Trecho selecionado:

★ ★ ★ ★ ★ ★ ★

ÁUSTRIA. Bento XVI em Viena, Mariazell e Heiligenkreuz, 7-9 de setembro
“Uma peregrinação contra a frieza do nosso presente”
O relato e o testemunho do arcebispo de Viena: “O Papa Bento, nos dias que passou na Áustria, não se cansou de testemunhar o cristianismo como ‘o dom de uma amizade’ que ‘perdura na vida e na morte’”
do cardeal Christoph Schönborn

Papa Bento XVI na Áustria
Debaixo de chuva e num frio que nos puseram à prova muito duramente, tanto em Viena quanto em Mariazell e Heiligenkreuz, esse Papa surpreendeu nosso país – e também, creio, muitos de seus críticos – com uma cordialidade e um calor humildes e, por isso mesmo, convincentes; um calor que sua própria pessoa exprimia, não menos que suas palavras, e que envolvia aqueles que o ouviam de uma maneira cada vez mais sensível.
Isso ficou evidente logo no início: não era uma forma exterior, uma simples maneira de se posicionar, ou apenas um traço de seu caráter. Esse estilo amoroso, que nos predispõe naturalmente à escuta e à reflexão, definiu durante décadas o pensamento e a atividade de ensino do Santo Padre.
Assim, creio eu, o Papa ofereceu uma síntese daquilo que está no âmago de sua reflexão.

★ ★ ★ ★ ★ ★ ★

Linhas de dados:
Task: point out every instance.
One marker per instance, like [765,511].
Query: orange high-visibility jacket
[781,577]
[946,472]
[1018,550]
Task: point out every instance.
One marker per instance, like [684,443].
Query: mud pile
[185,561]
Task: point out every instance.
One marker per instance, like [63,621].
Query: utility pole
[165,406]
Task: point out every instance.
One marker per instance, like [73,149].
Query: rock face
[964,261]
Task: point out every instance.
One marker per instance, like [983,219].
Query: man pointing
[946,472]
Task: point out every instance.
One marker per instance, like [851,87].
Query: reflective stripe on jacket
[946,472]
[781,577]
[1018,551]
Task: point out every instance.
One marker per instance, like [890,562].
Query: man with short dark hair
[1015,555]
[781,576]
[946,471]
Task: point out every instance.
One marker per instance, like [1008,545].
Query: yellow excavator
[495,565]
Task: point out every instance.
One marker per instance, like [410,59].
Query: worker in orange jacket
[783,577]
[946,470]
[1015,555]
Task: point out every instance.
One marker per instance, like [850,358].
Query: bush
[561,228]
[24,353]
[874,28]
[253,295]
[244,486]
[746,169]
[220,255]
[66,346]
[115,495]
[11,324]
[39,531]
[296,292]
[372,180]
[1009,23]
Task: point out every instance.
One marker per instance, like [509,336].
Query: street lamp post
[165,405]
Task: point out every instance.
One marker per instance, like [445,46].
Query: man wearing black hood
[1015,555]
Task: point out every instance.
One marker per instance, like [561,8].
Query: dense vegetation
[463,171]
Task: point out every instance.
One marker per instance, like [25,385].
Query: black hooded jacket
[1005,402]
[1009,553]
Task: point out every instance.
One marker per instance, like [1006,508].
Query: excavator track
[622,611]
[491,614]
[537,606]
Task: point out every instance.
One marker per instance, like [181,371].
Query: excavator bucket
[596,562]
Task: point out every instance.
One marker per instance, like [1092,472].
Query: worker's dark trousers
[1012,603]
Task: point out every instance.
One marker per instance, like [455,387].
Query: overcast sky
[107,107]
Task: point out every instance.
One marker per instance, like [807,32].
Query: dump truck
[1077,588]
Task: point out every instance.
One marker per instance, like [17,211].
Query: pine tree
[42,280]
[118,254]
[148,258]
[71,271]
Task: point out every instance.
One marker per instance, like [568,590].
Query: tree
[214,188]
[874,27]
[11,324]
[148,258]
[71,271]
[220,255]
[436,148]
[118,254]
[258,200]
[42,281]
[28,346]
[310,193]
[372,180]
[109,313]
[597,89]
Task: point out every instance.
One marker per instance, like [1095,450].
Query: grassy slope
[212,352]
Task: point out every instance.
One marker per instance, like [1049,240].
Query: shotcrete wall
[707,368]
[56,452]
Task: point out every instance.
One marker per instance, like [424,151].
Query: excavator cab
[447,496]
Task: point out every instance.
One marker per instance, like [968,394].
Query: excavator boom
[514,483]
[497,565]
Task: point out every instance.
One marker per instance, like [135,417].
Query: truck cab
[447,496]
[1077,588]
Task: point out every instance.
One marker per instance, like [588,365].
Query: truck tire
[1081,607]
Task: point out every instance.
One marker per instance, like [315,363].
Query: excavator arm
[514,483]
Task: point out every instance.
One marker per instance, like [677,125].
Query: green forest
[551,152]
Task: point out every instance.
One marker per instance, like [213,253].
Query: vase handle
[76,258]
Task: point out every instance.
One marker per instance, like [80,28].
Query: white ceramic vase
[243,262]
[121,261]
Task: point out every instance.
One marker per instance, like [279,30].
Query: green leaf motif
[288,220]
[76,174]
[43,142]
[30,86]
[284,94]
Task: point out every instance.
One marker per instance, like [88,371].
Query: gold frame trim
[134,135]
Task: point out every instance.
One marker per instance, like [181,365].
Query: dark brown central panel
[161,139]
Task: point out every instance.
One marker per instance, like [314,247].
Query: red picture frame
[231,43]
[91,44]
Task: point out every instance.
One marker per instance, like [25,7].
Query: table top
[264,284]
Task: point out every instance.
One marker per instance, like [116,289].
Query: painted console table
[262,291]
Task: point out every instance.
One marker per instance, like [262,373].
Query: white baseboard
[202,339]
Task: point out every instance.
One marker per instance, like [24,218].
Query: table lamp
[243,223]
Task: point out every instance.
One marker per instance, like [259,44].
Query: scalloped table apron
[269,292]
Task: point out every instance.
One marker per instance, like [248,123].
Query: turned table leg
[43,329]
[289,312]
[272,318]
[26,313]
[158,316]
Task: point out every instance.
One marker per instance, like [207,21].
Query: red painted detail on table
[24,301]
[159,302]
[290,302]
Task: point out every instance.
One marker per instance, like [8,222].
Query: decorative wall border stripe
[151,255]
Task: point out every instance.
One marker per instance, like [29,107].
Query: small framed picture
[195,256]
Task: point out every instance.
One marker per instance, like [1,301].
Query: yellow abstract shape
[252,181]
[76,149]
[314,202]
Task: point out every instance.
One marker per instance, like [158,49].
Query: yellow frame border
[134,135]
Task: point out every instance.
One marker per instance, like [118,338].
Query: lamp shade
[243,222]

★ ★ ★ ★ ★ ★ ★

O pedido: Segundo o trecho sobre a visita de Bento XVI à Áustria, em quais três lugares o Papa esteve entre 7 e 9 de setembro?

Em resposta: Viena, Mariazell e Heiligenkreuz.